● **GIVEN ENTRIES**:
......

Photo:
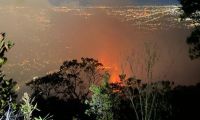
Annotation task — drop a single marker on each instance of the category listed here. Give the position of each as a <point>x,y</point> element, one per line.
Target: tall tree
<point>7,86</point>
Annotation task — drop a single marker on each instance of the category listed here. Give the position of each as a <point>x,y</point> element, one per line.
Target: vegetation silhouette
<point>7,86</point>
<point>63,93</point>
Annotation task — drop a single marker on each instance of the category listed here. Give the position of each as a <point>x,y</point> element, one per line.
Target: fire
<point>112,67</point>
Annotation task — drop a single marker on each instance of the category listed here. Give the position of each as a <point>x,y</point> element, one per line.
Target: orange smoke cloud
<point>112,67</point>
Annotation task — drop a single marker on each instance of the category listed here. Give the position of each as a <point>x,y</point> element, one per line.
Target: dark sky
<point>113,2</point>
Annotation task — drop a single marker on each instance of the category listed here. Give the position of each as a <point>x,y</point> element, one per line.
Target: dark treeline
<point>63,95</point>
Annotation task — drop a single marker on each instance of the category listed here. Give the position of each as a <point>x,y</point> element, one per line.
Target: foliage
<point>7,86</point>
<point>63,93</point>
<point>191,9</point>
<point>27,107</point>
<point>104,102</point>
<point>72,81</point>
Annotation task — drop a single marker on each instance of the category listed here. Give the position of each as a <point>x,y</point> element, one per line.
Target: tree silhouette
<point>7,86</point>
<point>67,88</point>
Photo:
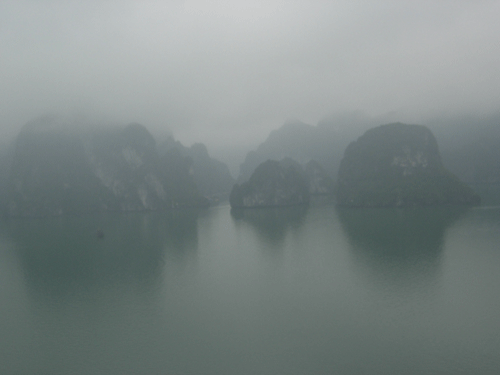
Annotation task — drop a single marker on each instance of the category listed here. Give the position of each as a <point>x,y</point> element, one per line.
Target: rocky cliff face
<point>398,165</point>
<point>57,170</point>
<point>212,177</point>
<point>272,184</point>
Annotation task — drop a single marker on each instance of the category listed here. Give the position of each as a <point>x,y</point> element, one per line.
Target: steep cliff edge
<point>271,184</point>
<point>57,169</point>
<point>398,165</point>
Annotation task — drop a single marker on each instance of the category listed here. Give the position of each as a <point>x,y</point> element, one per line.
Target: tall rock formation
<point>398,165</point>
<point>272,184</point>
<point>58,169</point>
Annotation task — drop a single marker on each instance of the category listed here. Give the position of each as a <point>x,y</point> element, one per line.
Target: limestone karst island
<point>56,169</point>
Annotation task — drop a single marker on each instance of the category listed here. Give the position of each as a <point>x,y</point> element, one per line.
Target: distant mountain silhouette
<point>59,169</point>
<point>398,165</point>
<point>211,176</point>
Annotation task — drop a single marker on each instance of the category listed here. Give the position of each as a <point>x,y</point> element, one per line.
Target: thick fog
<point>227,72</point>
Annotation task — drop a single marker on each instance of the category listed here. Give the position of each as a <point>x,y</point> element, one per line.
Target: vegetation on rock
<point>398,165</point>
<point>272,184</point>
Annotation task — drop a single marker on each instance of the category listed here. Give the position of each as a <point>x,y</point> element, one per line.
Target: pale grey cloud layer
<point>228,71</point>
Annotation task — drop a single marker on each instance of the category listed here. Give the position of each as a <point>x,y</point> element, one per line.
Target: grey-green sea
<point>299,290</point>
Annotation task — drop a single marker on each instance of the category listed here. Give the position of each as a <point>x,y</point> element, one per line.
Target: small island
<point>272,184</point>
<point>398,165</point>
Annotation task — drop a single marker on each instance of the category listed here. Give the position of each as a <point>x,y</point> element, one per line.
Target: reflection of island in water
<point>64,256</point>
<point>271,223</point>
<point>399,246</point>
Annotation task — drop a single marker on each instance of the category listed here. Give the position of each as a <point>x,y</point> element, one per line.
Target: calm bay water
<point>321,290</point>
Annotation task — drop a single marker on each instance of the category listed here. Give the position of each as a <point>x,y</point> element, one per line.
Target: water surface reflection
<point>271,224</point>
<point>64,256</point>
<point>402,247</point>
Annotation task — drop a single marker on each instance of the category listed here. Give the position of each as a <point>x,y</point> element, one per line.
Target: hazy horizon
<point>226,73</point>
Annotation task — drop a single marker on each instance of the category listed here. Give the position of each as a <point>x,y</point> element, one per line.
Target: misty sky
<point>222,71</point>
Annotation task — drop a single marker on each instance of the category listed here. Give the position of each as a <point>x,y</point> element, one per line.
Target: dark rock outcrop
<point>398,165</point>
<point>272,184</point>
<point>57,169</point>
<point>212,177</point>
<point>319,182</point>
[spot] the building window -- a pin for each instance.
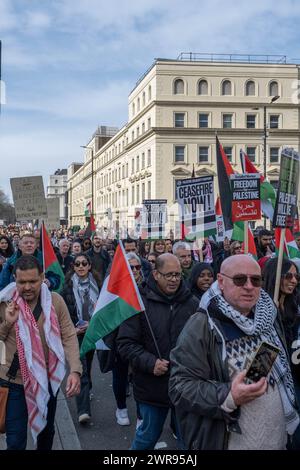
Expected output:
(251, 152)
(226, 87)
(203, 155)
(251, 119)
(178, 87)
(273, 88)
(274, 154)
(179, 119)
(203, 87)
(274, 121)
(179, 153)
(228, 152)
(203, 120)
(250, 88)
(227, 121)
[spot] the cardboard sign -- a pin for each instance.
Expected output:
(154, 218)
(29, 198)
(195, 197)
(245, 197)
(53, 220)
(286, 202)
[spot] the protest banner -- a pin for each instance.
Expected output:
(29, 198)
(195, 197)
(154, 218)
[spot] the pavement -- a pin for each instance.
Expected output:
(65, 438)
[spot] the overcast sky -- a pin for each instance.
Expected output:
(69, 66)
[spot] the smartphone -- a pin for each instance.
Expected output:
(262, 362)
(81, 323)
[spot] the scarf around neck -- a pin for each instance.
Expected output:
(262, 325)
(35, 374)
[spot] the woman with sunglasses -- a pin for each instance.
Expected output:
(81, 292)
(289, 304)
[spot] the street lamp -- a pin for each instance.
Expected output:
(92, 150)
(275, 98)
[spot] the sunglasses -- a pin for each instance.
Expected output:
(137, 268)
(81, 263)
(240, 280)
(289, 276)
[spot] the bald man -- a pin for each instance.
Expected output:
(216, 405)
(145, 340)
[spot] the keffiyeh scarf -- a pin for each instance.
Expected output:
(262, 325)
(32, 358)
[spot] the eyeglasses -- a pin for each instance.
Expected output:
(137, 267)
(169, 276)
(240, 280)
(81, 263)
(289, 276)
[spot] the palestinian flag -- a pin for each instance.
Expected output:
(88, 210)
(267, 191)
(224, 171)
(239, 235)
(119, 300)
(50, 261)
(291, 249)
(91, 228)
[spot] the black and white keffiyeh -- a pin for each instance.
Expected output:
(261, 325)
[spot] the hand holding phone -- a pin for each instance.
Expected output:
(262, 362)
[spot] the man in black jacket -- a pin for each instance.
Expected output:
(146, 341)
(216, 406)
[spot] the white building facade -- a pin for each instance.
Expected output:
(175, 112)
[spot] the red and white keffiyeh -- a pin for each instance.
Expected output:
(32, 359)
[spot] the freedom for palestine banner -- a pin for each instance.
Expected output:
(195, 197)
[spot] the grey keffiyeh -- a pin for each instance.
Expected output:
(262, 325)
(80, 288)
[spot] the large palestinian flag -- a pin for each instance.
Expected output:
(119, 300)
(50, 262)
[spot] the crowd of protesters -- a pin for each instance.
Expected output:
(208, 310)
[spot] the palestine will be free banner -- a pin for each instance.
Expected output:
(245, 197)
(195, 197)
(286, 201)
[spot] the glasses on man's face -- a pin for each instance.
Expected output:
(169, 276)
(289, 276)
(240, 280)
(81, 263)
(136, 267)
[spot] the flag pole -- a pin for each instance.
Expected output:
(279, 265)
(246, 240)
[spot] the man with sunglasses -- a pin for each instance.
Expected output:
(145, 340)
(216, 405)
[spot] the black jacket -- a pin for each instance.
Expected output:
(200, 383)
(167, 317)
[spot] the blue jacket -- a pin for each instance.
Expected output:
(6, 275)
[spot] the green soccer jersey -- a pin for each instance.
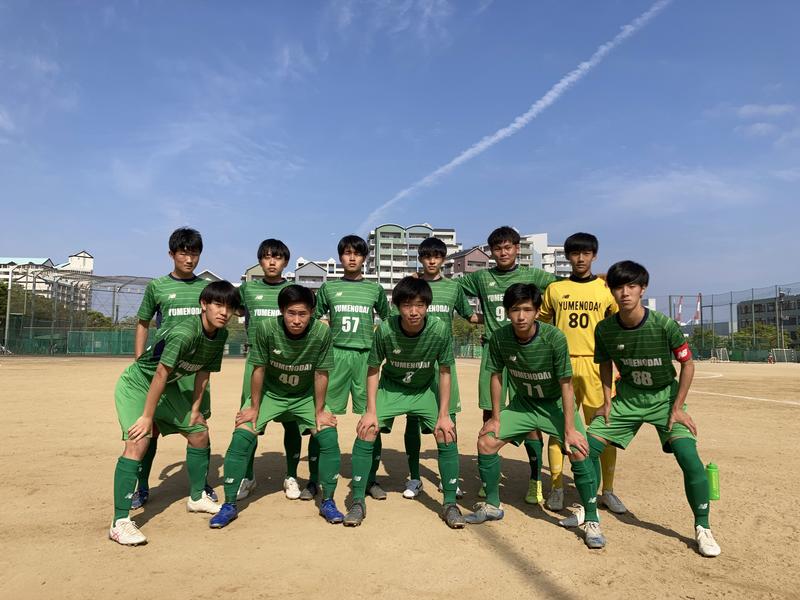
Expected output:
(489, 286)
(260, 301)
(411, 360)
(643, 354)
(171, 300)
(290, 362)
(185, 348)
(534, 367)
(349, 305)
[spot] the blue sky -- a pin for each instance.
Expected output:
(680, 149)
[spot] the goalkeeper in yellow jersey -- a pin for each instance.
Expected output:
(576, 305)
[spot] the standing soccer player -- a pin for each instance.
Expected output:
(576, 305)
(147, 396)
(349, 304)
(448, 297)
(642, 344)
(171, 299)
(489, 285)
(409, 346)
(260, 301)
(291, 358)
(537, 361)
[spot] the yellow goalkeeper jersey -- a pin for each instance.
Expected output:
(576, 306)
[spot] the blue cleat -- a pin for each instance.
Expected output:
(226, 514)
(328, 510)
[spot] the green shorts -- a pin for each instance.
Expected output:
(632, 407)
(395, 399)
(521, 417)
(173, 411)
(348, 377)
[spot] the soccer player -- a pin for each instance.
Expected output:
(536, 358)
(576, 305)
(260, 300)
(291, 357)
(642, 344)
(171, 299)
(348, 304)
(409, 346)
(448, 297)
(489, 285)
(147, 396)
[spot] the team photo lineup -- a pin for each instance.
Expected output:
(576, 365)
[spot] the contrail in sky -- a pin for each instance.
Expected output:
(553, 94)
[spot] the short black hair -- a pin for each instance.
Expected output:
(274, 248)
(223, 292)
(522, 292)
(503, 234)
(626, 272)
(186, 238)
(296, 294)
(580, 242)
(432, 247)
(409, 288)
(354, 242)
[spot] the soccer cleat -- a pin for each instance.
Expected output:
(246, 487)
(356, 514)
(612, 502)
(534, 495)
(139, 498)
(482, 512)
(376, 491)
(203, 504)
(706, 544)
(575, 519)
(291, 488)
(309, 491)
(555, 501)
(413, 488)
(226, 514)
(593, 537)
(328, 510)
(125, 532)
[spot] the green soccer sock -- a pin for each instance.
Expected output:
(695, 480)
(242, 444)
(292, 444)
(534, 449)
(362, 461)
(330, 459)
(413, 442)
(313, 459)
(125, 476)
(147, 464)
(376, 460)
(448, 470)
(489, 468)
(586, 485)
(197, 460)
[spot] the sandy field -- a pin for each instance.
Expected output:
(62, 440)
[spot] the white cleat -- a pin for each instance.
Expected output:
(706, 543)
(612, 502)
(203, 504)
(291, 488)
(125, 532)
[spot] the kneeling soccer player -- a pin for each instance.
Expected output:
(148, 394)
(642, 343)
(536, 358)
(411, 344)
(291, 357)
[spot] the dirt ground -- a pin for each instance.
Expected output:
(62, 440)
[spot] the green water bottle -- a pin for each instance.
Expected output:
(712, 472)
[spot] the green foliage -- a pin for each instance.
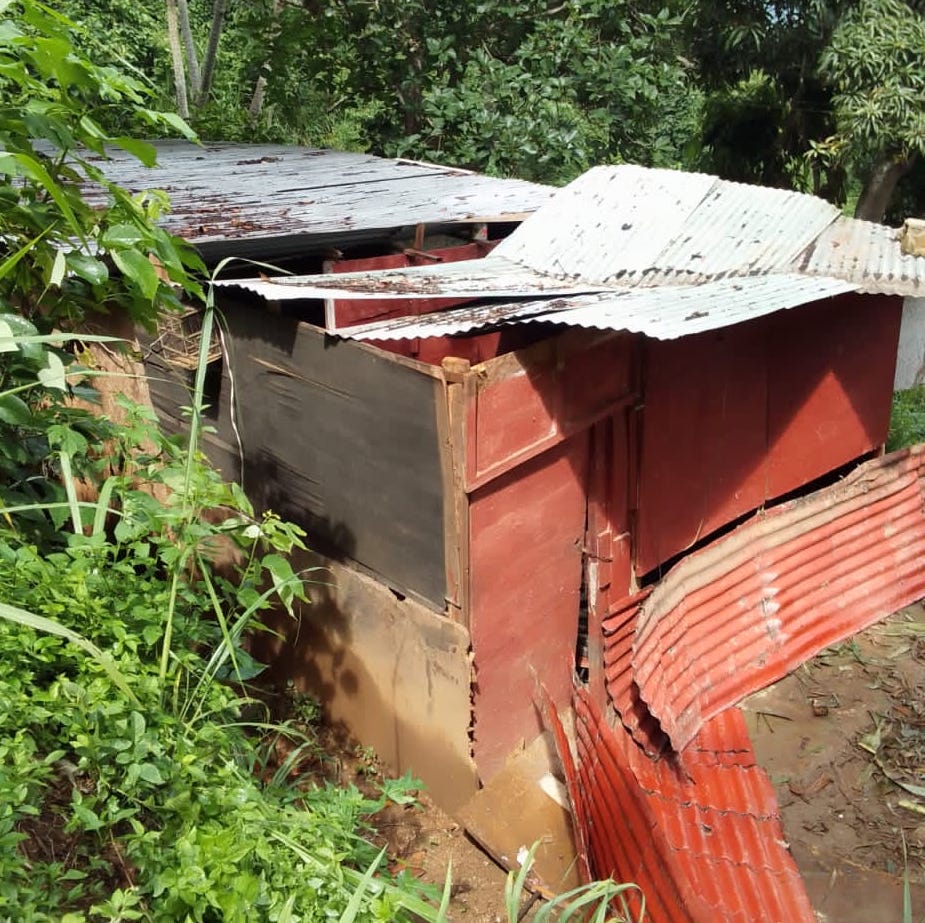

......

● **BRIEF**: Report back each line in the material above that contains the string "jacket".

● **RESULT BELOW**:
[spot] the man in black jacket -- a pin for each instance.
[spot] the black jacket -- a pin for each instance.
[spot] the blue jacket -- a pin for each instance.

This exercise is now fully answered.